The Nigerian Exchange (NGX) Limited depreciated by 0.74 per cent on Monday after profit-takers took over the trading platform.

Business Post observed that all the main sectors of the exchange ended in the red territory on the first trading session of the week as a result of the selling pressure.

The industrial goods index went down by 3.52 per cent, the banking space weakened by 1.47 per cent, the insurance sector shrank by 1.13 per cent, the energy counter declined by 0.29 per cent, and the consumer goods counter tumbled by 0.28 per cent.

Consequently, the All-Share Index (ASI) contracted by 740.01 points to 98,708.90 points from 99,448.91 points and the market capitalisation moderated by N449 billion to N59.812 trillion from the preceding session’s N60.261 trillion.

####

▶ [Task set]
- 1) In the Nigerian Exchange market report, by how much did the industrial goods index fall on Monday?
- 2) Extend the Nigerian Exchange market report beyond its final sentence.

▶ [Information given]
####

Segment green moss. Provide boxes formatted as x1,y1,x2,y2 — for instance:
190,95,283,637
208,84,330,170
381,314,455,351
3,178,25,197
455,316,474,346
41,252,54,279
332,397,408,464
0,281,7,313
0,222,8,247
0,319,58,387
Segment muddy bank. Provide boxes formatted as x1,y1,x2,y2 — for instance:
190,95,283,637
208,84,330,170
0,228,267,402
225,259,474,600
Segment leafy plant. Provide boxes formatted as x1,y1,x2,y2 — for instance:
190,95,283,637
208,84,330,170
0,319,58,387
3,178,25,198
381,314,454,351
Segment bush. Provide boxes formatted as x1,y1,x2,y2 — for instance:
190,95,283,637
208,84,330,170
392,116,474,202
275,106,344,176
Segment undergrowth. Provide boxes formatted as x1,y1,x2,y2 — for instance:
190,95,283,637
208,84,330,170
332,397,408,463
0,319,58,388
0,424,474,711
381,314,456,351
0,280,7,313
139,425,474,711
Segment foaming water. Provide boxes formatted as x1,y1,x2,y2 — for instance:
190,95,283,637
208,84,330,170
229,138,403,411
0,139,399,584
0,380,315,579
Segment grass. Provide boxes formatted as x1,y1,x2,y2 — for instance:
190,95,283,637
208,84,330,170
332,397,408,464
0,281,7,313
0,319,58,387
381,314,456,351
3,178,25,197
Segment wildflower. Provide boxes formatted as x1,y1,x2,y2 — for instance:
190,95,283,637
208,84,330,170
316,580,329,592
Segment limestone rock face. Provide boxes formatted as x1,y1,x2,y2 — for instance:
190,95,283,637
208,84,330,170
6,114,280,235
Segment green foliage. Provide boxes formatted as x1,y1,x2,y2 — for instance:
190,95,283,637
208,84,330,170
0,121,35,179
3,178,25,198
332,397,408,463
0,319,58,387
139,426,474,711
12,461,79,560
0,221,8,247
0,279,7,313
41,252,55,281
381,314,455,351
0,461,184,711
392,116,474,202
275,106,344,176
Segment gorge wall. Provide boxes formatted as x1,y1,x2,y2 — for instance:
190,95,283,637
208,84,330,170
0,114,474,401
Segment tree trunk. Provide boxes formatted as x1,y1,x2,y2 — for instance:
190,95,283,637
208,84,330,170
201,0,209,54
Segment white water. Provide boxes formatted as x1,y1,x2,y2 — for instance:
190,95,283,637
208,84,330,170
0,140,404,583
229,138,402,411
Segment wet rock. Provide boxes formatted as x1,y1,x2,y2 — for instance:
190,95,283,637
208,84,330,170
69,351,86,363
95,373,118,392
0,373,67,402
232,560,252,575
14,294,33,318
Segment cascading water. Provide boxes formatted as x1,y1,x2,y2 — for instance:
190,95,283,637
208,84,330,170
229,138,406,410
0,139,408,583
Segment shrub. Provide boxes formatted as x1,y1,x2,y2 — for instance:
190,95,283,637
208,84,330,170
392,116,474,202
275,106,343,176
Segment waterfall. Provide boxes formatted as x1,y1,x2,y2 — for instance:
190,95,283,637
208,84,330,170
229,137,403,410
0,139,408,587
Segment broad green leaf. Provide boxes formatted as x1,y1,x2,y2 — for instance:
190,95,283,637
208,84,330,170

####

▶ [Responses per task]
- 1) 3.52 per cent

- 2)
Investor sentiment turned bearish yesterday after the bourse finished with 18 price gainers and 28 price losers, implying a negative market breadth index.

BUA Cement topped the losers’ chart after it shed 10.00 per cent to trade at N99.00, Lasaco Assurance depreciated by 9.79 per cent to N2.58, DAAR Communications lost 9.38 per cent to quote at 58 Kobo, Regency Assurance slipped by 8.93 per cent to 51 Kobo, and Japaul fell by 6.56 per cent to N2.28.

On the flip side, Eunisell appreciated by 10.00 per cent to N3.85, Livestock Feeds gained 9.97 per cent to close at N3.75, Transcorp went up by 9.95 per cent to N48.60, RT Briscoe rose by 9.84 per cent to N3.35, and Jaiz Bank expanded by 9.28 per cent to N2.59.

A total of 353.2 million stocks worth N4.6 billion exchanged hands in 9,417 deals on Monday compared with the 460.9 million stocks valued at N9.5 billion traded in 8,772 deals last Friday, indicating a rise in the number of deals by 7.35 deals and a fall in the trading volume and value by 23.37 per cent and 51.58 per cent, respectively.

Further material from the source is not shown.